* WHAT THIS TASK INVOLVES *
Each line below should be written out again exactly.

* DATA RECORDS *
[Start of section]

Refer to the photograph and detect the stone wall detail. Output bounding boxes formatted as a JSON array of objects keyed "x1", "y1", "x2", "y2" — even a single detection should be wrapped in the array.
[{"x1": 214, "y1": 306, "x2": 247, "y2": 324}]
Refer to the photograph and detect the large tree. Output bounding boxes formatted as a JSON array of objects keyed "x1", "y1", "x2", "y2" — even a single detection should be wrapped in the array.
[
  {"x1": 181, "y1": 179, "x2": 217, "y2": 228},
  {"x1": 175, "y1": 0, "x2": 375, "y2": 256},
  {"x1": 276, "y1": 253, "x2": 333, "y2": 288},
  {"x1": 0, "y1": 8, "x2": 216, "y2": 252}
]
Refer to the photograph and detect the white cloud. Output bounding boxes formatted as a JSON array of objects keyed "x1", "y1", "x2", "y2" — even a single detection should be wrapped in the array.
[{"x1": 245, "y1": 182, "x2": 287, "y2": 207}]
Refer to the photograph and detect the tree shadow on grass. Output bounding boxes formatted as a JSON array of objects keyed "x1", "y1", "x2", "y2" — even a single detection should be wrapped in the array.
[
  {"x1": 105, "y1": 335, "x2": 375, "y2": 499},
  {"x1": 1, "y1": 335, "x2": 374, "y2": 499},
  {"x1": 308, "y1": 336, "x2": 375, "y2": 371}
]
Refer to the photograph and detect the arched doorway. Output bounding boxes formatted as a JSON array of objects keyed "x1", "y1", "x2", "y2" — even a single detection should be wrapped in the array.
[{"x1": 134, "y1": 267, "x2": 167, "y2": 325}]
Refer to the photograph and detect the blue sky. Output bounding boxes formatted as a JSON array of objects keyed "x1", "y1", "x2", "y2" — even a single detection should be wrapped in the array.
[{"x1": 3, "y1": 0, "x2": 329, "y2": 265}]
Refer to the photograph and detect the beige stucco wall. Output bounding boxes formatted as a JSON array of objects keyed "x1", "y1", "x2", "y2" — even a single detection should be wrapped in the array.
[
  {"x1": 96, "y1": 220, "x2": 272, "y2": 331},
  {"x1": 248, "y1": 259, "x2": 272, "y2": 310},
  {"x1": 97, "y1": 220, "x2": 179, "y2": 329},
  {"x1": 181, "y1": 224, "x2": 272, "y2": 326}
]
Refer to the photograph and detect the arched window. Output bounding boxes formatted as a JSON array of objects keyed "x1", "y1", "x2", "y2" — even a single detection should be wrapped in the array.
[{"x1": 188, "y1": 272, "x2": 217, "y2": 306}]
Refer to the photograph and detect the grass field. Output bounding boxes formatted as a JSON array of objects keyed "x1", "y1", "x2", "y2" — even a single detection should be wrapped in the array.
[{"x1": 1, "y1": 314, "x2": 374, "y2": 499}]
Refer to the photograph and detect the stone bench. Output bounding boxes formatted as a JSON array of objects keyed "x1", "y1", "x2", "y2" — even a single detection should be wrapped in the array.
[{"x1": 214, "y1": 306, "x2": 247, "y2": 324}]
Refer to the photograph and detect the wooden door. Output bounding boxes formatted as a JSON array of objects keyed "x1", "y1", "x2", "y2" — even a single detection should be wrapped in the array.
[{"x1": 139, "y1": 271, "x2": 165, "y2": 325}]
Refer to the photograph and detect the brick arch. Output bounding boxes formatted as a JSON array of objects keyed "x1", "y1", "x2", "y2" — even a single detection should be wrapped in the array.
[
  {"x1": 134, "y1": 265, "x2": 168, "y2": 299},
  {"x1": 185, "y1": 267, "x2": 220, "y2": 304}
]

[End of section]

* OUTPUT BELOW *
Refer to the photograph and detect the stone wall detail. Output bounding boxes formatted as a JSON array of objects keyed "x1", "y1", "x2", "y2" — even a single detection should be wrapped in the array.
[{"x1": 214, "y1": 306, "x2": 247, "y2": 324}]
Refer to the photograph and detect the large tree. Output bounding boxes formatted as a JSON array of objects keyed "x1", "y1", "x2", "y2" — even a single detection should be wrapped in the array.
[
  {"x1": 181, "y1": 179, "x2": 217, "y2": 228},
  {"x1": 175, "y1": 0, "x2": 375, "y2": 256},
  {"x1": 276, "y1": 253, "x2": 333, "y2": 288},
  {"x1": 0, "y1": 8, "x2": 216, "y2": 252}
]
Refer to the photograph and detect the white cloud. Output bounding boxes formatted as a JSON array of objects keyed "x1", "y1", "x2", "y2" — even a single detection should be wrapped in the array.
[{"x1": 245, "y1": 182, "x2": 287, "y2": 207}]
Refer to the photograph and detect the tree shadow on grass. Output bounding boxes formatted as a JSON array of objects keyed "x1", "y1", "x2", "y2" — even a single detection should be wrapped in the array.
[
  {"x1": 105, "y1": 335, "x2": 375, "y2": 499},
  {"x1": 1, "y1": 335, "x2": 374, "y2": 499},
  {"x1": 308, "y1": 336, "x2": 375, "y2": 371}
]
Refer to the photograph and detect the arched doorway. Output bounding boxes formatted as a JSON array of objects keyed "x1", "y1", "x2", "y2" — even a single detection should be wrapped in the array.
[{"x1": 134, "y1": 267, "x2": 167, "y2": 325}]
Refer to the photograph and detect the blue sky. Output bounding boxes formatted as a JSON array of objects keyed "x1", "y1", "x2", "y2" — even a single detection should be wrapped in the array.
[{"x1": 3, "y1": 0, "x2": 329, "y2": 265}]
Refer to the photograph and detect the beige stucco wall. Output bounding boxes formatted as a JSON array of objects keyed "x1", "y1", "x2", "y2" — even a single detection should be wrapped in the array.
[
  {"x1": 96, "y1": 220, "x2": 272, "y2": 331},
  {"x1": 248, "y1": 259, "x2": 272, "y2": 310},
  {"x1": 97, "y1": 220, "x2": 179, "y2": 329},
  {"x1": 181, "y1": 224, "x2": 272, "y2": 326}
]
Refer to the photograph and detect the arched window. Output bounding boxes formatted as a JSON array of objects keyed "x1", "y1", "x2", "y2" — even a single detection should be wrapped in the array.
[{"x1": 188, "y1": 272, "x2": 217, "y2": 306}]
Refer to the photograph and detect the grass field. Output bounding boxes formatted as a JSON array of objects keyed "x1", "y1", "x2", "y2" — even a single detection should be wrapped in the array.
[{"x1": 1, "y1": 314, "x2": 374, "y2": 499}]
Refer to the photograph and detect the stone bench. Output bounding boxes formatted as a JSON array of objects keyed "x1", "y1", "x2", "y2" — even a single detection should be wrapped in the array.
[{"x1": 214, "y1": 306, "x2": 247, "y2": 324}]
Refer to the photograph and detect the wooden door. Output bounding boxes formatted as a JSON array of objects keyed "x1", "y1", "x2", "y2" — even a single detection should be wrapped in the array.
[{"x1": 139, "y1": 271, "x2": 165, "y2": 325}]
Refer to the photograph and detect the brick arch. Output bounding boxes formatted as a JSON array of objects keyed "x1", "y1", "x2", "y2" — even a single detection should be wrapped in the array.
[
  {"x1": 134, "y1": 265, "x2": 168, "y2": 299},
  {"x1": 185, "y1": 267, "x2": 220, "y2": 304}
]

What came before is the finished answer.